Task instructions: Rewrite every one of the items below, swapping "spot" for "locate" wherever it occurs and leaving everything else unchanged.

Task inputs:
§ §
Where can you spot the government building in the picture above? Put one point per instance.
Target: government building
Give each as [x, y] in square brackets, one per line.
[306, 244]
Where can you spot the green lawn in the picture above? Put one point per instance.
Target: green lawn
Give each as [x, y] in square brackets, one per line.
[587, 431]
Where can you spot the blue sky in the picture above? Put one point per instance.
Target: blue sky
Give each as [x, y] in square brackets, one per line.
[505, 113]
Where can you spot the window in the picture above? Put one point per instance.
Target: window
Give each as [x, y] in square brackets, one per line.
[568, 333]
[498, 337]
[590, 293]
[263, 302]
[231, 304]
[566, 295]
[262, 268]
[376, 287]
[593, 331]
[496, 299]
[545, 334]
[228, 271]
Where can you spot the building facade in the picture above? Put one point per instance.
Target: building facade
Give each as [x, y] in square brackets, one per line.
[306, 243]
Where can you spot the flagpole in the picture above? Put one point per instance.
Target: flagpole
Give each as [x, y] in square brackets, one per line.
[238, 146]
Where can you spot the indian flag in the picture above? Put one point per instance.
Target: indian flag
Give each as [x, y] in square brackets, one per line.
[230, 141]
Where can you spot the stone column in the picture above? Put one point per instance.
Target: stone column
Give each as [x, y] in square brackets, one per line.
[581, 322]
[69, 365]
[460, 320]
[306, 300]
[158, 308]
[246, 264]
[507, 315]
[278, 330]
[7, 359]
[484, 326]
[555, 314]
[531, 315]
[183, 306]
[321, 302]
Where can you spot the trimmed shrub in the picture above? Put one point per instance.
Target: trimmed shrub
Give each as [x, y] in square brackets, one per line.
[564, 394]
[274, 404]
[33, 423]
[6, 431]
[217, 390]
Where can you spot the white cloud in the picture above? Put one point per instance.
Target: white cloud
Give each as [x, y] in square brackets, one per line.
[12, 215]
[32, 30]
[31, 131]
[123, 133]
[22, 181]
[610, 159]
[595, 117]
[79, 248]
§ §
Final result:
Where can you locate the government building in the picture above? Put one point per instance.
Target: government building
Give each as [x, y] in square brackets, one per line.
[306, 244]
Where can you locate the green lawn in the picture above? Put one point per instance.
Target: green lawn
Give each as [x, y] in square brackets, one per line.
[587, 431]
Where can you locate the blue sky in the picture above? Put one point per instance.
Target: blue sky
Give each as [x, y] in square brackets, one per line.
[505, 113]
Where can you locate the window in the picture above? Put one point per instance.
Target: window
Give each as [x, y] in square brackets, one per line.
[568, 333]
[498, 337]
[590, 293]
[263, 302]
[231, 304]
[566, 295]
[262, 268]
[376, 287]
[593, 331]
[496, 299]
[545, 334]
[228, 271]
Where can you locate the building facade in the picture above? Put one point per instance.
Target: building facade
Give each as [x, y] in square brackets, one per line.
[306, 243]
Where can you locate the flagpole in the picture above? Put one point per instance.
Target: flagpole
Give each as [x, y] in square brackets, one per line.
[238, 146]
Where can you locate the indian flag in the picture above? Put one point per instance.
Target: indian flag
Give each as [x, y] in square brackets, one per line.
[230, 141]
Where can you locate the stone column in the picture above? Put one point per instance.
Target: stone column
Give each as [x, y] in square brackets, one per line.
[581, 322]
[69, 365]
[460, 320]
[306, 300]
[158, 308]
[246, 264]
[507, 315]
[278, 330]
[7, 359]
[484, 326]
[555, 314]
[531, 315]
[183, 306]
[321, 302]
Where can you locate the trimmed shrub in the picture above? Put one point per instance.
Target: trimmed shrub
Give each as [x, y] in square brackets, one per line.
[564, 394]
[274, 404]
[33, 423]
[6, 431]
[217, 390]
Where can you locate the white cloud in the picture above? Put one point per instance.
Target: white cloud
Give each as [x, y] in square brackets, one per line.
[12, 215]
[32, 30]
[31, 131]
[123, 133]
[22, 181]
[610, 159]
[595, 117]
[79, 248]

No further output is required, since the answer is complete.